** Exercise material follows **

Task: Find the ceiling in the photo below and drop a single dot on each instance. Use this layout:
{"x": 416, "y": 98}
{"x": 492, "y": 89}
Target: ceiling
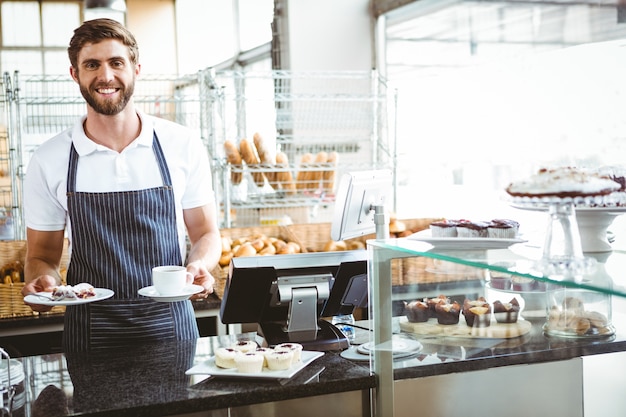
{"x": 429, "y": 37}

** End of Exercise material **

▶ [What the task asks]
All of the entries must be reproduced exactly, apart from the pictures, which are to be dropped.

▶ [Response to the exercise]
Task: Find the ceiling in the photo below and drop a single dot on each instance. Use this layout:
{"x": 416, "y": 98}
{"x": 492, "y": 89}
Target: ceiling
{"x": 429, "y": 37}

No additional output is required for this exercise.